[Source extract]:
☆ ☆ ☆

Checkpoint Mechanism
1. Overview
1.1 Problem Background
Distributed data processing systems face critical challenges for fault tolerance:
- State Loss: How to preserve processing state across failures?
- Exactly-Once: How to ensure each record is processed exactly once?
- Distributed Consistency: How to create consistent snapshots across distributed tasks?
- Performance: How to checkpoint without blocking data processing?
- Recovery: How to efficiently restore state after failures?
1.2 Design Goals
SeaTunnel's checkpoint mechanism aims to:
- Guarantee Exactly-Once Semantics: Consistent state snapshots + two-phase commit
- Minimize Overhead: Asynchronous checkpoint, no data processing blocking
- Fast Recovery: Restore from latest checkpoint in seconds
- Distributed Coordination: Coordinate checkpoints across hundreds of tasks
- Pluggable Storage: Support multiple storage backends (HDFS, S3, Local, OSS)
1.3 Theoretical Foundation
SeaTunnel's checkpoint is based on the Chandy-Lamport distributed snapshot algorithm:
Key Idea: Insert special markers (barriers) into data streams. When a task receives barrier:
- Snapshot its local state
- Forward barrier downstream
- Continue processing
Result: Globally consistent snapshot without pausing entire system.
Reference: "Distributed Snapshots: Determining Global States of Distributed Systems" (Chandy & Lamport, 1985)
2. Architecture Design
2.1 Checkpoint Architecture
┌─────────────────────────────────────────────────────────────────┐
│ JobMaster (per job) │
│ │
│ ┌───────────────────────────────────────────────────────┐ │
│ │ CheckpointCoordinator (per pipeline) │ │
│ │ │ │
│ │ • Trigger checkpoint (periodic/manual) │ │
│ │ • Generate checkpoint ID │ │
│ │ • Track pending checkpoints │ │
│ │ • Collect task acknowledgements │ │
│ │ • Persist completed checkpoints │ │
│ │ • Cleanup old checkpoints │ │
│ └───────────────────────────────────────────────────────┘ │
│ │ │
│ │ (Trigger Barrier) │
│ ▼ │
└─────────────────────────────────────────────────────────────────┘
│
│ (CheckpointBarrier)

☆ ☆ ☆

[Extracted data]:
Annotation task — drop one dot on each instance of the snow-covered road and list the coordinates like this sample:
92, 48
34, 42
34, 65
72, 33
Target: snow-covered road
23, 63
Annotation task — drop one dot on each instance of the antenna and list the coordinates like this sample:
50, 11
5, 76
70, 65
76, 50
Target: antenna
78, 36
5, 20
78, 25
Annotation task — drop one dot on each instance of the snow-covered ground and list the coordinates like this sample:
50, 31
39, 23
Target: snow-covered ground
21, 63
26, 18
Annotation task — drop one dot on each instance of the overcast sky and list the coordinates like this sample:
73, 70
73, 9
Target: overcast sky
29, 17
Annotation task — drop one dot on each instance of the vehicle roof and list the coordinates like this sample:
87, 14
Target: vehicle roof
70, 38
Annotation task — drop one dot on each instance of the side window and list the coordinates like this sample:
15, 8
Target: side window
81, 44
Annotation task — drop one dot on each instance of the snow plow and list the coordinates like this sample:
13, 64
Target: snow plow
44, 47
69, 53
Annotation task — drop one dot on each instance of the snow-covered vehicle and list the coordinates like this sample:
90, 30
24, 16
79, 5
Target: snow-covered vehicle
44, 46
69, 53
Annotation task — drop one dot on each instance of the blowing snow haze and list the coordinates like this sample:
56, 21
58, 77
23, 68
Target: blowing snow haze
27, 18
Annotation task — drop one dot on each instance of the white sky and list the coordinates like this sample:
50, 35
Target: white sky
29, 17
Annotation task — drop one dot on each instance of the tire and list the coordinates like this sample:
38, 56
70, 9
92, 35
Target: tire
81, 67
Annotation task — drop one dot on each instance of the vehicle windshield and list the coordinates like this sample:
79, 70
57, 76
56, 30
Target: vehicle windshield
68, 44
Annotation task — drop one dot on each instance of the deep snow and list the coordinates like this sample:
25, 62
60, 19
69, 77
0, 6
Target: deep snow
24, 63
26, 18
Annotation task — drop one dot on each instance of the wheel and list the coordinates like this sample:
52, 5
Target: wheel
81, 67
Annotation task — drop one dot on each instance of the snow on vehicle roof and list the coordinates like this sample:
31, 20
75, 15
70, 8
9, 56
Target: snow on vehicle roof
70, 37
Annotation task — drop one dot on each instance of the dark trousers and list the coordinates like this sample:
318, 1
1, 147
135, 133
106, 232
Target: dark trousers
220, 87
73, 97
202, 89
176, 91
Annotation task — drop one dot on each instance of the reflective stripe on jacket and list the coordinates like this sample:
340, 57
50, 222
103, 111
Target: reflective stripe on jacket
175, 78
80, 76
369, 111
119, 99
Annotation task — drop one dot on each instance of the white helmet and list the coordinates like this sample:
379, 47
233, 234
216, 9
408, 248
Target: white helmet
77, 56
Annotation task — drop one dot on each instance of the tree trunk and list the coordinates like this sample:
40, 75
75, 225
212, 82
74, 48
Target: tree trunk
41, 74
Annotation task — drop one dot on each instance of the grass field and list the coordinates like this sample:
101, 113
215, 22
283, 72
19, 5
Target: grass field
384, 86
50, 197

☆ ☆ ☆

[Exercise instructions]:
1/ From the checkpoint mechanism text, return the passage starting with "- Exactly-Once: How" and going on through "blocking data processing?".
2/ According to the checkpoint mechanism text, which algorithm is SeaTunnel's checkpoint based on?
3/ List every storage backend that the checkpoint mechanism text names as supported.

[Solutions for each task]:
1/
- Exactly-Once: How to ensure each record is processed exactly once?
- Distributed Consistency: How to create consistent snapshots across distributed tasks?
- Performance: How to checkpoint without blocking data processing?

2/ The Chandy-Lamport distributed snapshot algorithm.

3/ HDFS, S3, Local, OSS